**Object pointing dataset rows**

------------------------------------------------------------------------

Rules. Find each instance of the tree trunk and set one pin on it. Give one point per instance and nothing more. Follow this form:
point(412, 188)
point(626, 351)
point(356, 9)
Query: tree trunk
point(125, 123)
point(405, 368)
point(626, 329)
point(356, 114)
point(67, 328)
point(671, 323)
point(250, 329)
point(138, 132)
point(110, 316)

------------------------------------------------------------------------

**CHALLENGE**
Write out the rows above line for line, with no changes.

**WRITTEN REPLY**
Rules. Find each instance of the tree trunk and set one pin on it. Give one point per instance and nothing more. Follow this form:
point(412, 188)
point(626, 351)
point(356, 9)
Query: tree trunk
point(125, 123)
point(405, 368)
point(626, 329)
point(356, 114)
point(67, 328)
point(671, 323)
point(250, 329)
point(138, 132)
point(110, 316)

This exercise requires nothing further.